» **REQUIREMENT**
Among the records below, find the line that has "QA audit note: the small"; from there, give the lines again exactly, and stop after the line that has "QA audit note: the green".

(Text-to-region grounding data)

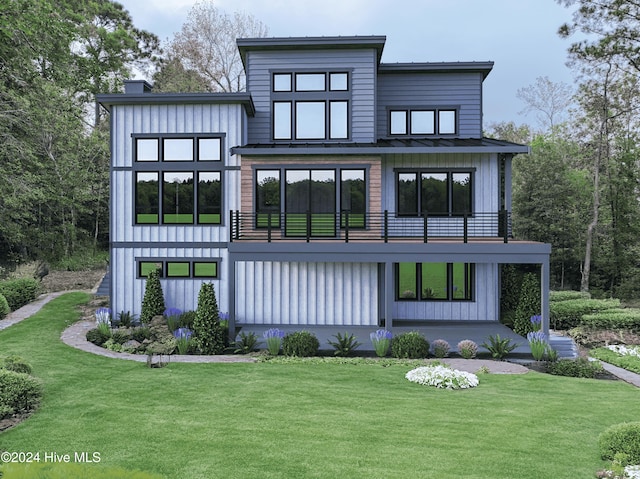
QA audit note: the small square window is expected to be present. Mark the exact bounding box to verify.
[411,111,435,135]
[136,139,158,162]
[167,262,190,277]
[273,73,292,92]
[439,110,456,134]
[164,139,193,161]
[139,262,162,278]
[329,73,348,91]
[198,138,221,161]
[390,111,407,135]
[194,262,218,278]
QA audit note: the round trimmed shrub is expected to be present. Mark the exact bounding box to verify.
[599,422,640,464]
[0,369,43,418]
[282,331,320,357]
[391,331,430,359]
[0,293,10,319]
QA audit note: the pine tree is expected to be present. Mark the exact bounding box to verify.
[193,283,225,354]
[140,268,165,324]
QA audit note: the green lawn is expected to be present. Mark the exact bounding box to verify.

* * *

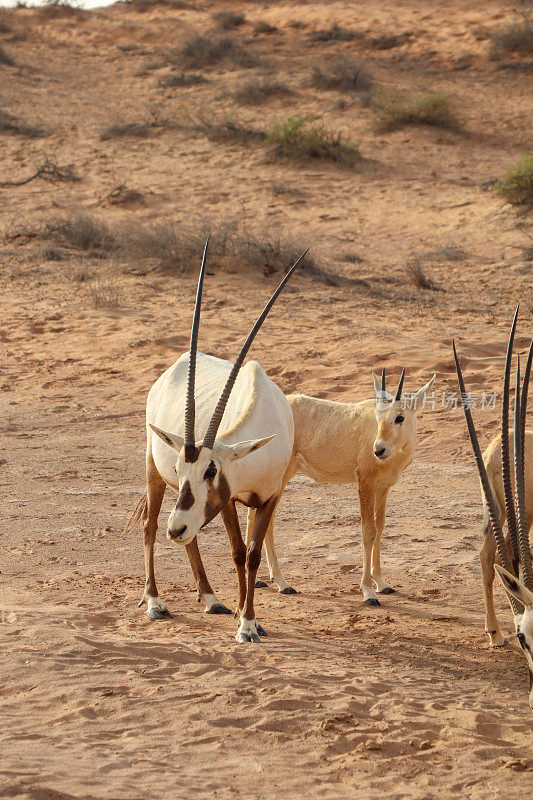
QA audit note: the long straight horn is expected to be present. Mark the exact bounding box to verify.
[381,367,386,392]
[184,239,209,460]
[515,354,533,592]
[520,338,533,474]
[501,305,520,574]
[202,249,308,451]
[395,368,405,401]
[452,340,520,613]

* * *

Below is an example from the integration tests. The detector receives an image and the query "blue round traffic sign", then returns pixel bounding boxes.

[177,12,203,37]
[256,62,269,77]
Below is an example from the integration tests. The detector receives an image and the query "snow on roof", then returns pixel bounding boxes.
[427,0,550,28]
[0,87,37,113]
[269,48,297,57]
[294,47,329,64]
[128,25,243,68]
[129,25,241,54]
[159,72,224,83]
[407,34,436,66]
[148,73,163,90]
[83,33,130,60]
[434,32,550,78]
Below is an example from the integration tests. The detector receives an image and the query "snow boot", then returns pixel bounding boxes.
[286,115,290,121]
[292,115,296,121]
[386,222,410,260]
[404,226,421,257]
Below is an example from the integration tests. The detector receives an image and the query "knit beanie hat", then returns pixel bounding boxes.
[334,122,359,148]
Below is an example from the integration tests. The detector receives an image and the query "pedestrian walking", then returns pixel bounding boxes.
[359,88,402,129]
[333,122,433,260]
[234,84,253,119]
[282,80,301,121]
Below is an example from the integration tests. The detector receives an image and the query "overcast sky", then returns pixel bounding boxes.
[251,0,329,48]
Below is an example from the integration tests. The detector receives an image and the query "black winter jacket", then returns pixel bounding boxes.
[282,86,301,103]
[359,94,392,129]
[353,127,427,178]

» **RESPONSE TO THIS EXERCISE**
QA audit note: the small square window is expected to be present. Mark the exact bounding box to verify.
[411,111,435,135]
[136,139,158,162]
[167,262,190,277]
[273,73,292,92]
[439,110,456,134]
[164,139,193,161]
[139,262,162,278]
[329,73,348,91]
[198,138,221,161]
[390,111,407,135]
[194,262,218,278]
QA audit note: the round trimmed shrub is expected to be present. Mark the exact bounding box to verify.
[599,422,640,464]
[0,369,43,418]
[282,331,320,357]
[391,331,430,359]
[0,293,10,319]
QA audit note: the pine tree is expected to be present. Mark the exact bounding box to verify.
[193,283,225,354]
[140,268,165,324]
QA audit note: the green lawn is expected to be present. Mark the exact bounding box to verify.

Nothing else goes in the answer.